### [Data for this task]

□ □ □ □ □ □ □

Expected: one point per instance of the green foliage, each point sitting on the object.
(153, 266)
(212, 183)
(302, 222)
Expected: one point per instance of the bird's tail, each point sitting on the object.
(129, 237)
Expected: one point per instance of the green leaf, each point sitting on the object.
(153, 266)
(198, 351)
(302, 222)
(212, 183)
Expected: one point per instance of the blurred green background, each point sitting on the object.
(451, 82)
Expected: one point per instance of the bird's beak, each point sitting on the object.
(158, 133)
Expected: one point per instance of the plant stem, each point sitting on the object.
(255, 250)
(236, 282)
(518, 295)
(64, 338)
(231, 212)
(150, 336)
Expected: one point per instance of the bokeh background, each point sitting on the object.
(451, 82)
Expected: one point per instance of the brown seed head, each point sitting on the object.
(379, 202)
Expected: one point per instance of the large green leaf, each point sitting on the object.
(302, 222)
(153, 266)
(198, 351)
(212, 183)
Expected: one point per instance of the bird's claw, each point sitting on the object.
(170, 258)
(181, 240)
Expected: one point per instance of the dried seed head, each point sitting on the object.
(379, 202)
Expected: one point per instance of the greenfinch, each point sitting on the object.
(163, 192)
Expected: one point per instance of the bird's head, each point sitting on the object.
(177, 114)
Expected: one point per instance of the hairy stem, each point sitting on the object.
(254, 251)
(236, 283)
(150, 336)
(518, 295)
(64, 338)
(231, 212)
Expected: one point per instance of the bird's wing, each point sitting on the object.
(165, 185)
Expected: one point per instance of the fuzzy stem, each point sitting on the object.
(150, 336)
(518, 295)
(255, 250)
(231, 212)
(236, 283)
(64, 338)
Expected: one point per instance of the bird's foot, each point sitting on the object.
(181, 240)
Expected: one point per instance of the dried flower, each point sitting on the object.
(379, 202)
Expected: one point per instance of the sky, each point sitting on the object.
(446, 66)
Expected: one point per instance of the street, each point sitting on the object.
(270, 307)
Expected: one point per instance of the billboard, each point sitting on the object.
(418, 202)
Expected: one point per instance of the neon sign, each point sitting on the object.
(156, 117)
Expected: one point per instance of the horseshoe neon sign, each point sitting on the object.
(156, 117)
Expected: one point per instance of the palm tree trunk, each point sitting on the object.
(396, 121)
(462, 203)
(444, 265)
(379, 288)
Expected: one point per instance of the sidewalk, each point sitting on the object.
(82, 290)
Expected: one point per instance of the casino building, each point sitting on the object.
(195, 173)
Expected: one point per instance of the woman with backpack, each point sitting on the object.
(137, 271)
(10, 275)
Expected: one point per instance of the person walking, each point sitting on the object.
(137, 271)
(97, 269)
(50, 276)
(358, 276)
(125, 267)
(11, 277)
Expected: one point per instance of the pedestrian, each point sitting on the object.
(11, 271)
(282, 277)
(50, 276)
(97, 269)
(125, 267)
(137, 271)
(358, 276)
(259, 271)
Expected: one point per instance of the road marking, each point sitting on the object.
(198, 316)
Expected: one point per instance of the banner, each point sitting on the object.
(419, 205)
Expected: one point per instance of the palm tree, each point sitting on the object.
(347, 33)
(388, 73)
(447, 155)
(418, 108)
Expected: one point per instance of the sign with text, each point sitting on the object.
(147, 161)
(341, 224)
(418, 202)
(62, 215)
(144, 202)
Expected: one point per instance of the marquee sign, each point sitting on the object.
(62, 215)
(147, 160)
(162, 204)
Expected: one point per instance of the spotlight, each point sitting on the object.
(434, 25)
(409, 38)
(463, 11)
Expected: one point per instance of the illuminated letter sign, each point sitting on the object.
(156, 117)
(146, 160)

□ □ □ □ □ □ □

### [Your goal]
Rewrite every line of the material above with "instance" substituted by "occurrence" throughout, leaving all other text unchanged.

### [Complete answer]
Expected: one point per occurrence of the green foliage, each point sitting on the object.
(153, 266)
(212, 183)
(302, 222)
Expected: one point per occurrence of the bird's tail, each point sitting on the object.
(129, 237)
Expected: one point per occurrence of the green leaf, each point sitting on the object.
(153, 266)
(198, 351)
(302, 222)
(212, 183)
Expected: one point per occurrence of the blurred green background, each point sitting on the object.
(451, 82)
Expected: one point per occurrence of the bird's beak, each point sitting on the object.
(158, 133)
Expected: one point per occurrence of the plant stem, each point sitting on the object.
(255, 250)
(236, 282)
(518, 295)
(64, 338)
(231, 212)
(150, 336)
Expected: one point per occurrence of the bokeh background, each point sitting on the object.
(451, 82)
Expected: one point per occurrence of the brown seed head, each point sitting on the object.
(379, 202)
Expected: one point per occurrence of the large green leaf, each point sitting on the object.
(302, 222)
(153, 266)
(198, 351)
(212, 183)
Expected: one point per occurrence of the bird's claw, each point sitting on the object.
(170, 258)
(181, 240)
Expected: one point per occurrence of the dried seed head, each point sitting on the object.
(379, 202)
Expected: one point per occurrence of the greenfinch, each point sitting on the object.
(163, 192)
Expected: one point per occurrence of the bird's head, each point sitting on the object.
(177, 114)
Expected: one point per occurrence of the hairy stem, each point sitting on the object.
(254, 251)
(236, 283)
(150, 336)
(518, 295)
(64, 338)
(231, 212)
Expected: one point per occurrence of the bird's wing, each point sitting on the object.
(165, 185)
Expected: one point per occurrence of the fuzzy stem, each point sitting on the object.
(150, 336)
(518, 295)
(255, 250)
(231, 212)
(236, 283)
(64, 338)
Expected: one point per occurrence of the bird's foot, each point sitting on the object.
(181, 240)
Expected: one point per occurrence of the dried flower, each point sitting on the object.
(379, 202)
Expected: one point per occurrence of the sky, each point sitting on the object.
(446, 66)
Expected: one point per occurrence of the street, each point sitting on the object.
(270, 307)
Expected: one point per occurrence of the billboard, each point sitting on the object.
(418, 202)
Expected: one point per occurrence of the neon sign, each point sitting on the object.
(156, 117)
Expected: one point per occurrence of the horseshoe neon sign, each point sitting on the object.
(156, 117)
Expected: one point per occurrence of the palm tree trunk, each point sitting on the object.
(396, 121)
(462, 203)
(444, 265)
(379, 288)
Expected: one point per occurrence of the sidewalk, each point sitting on the object.
(82, 290)
Expected: one point per occurrence of the casino building, each point sitting on the object.
(195, 173)
Expected: one point per occurrence of the woman with backpack, each point sitting on the object.
(137, 271)
(10, 275)
Expected: one point per occurrence of the person walking, each point sitting on the object.
(137, 271)
(97, 269)
(50, 276)
(358, 276)
(125, 267)
(11, 277)
Expected: one point per occurrence of the pedestrian, each point sitting on the object.
(11, 271)
(282, 277)
(50, 276)
(97, 269)
(125, 267)
(137, 271)
(358, 276)
(259, 271)
Expected: one point per occurrence of the road marking, each point sitting on the object.
(198, 316)
Expected: one point per occurrence of the banner, each point sitting on the object.
(419, 205)
Expected: one point per occurrence of the palm tree, each point sitting on the object.
(347, 33)
(388, 73)
(447, 155)
(418, 108)
Expected: one point per occurrence of the sign with text, each point sitting on the object.
(147, 161)
(341, 224)
(418, 202)
(62, 215)
(144, 202)
Expected: one point per occurrence of the marquee sign, each point sitting on the object.
(62, 215)
(147, 160)
(162, 204)
Expected: one point per occurrence of the spotlight, each point sitting on the object.
(434, 25)
(409, 38)
(463, 11)
Expected: one point per occurrence of the illuminated letter sign, each point sitting on the object.
(156, 117)
(146, 160)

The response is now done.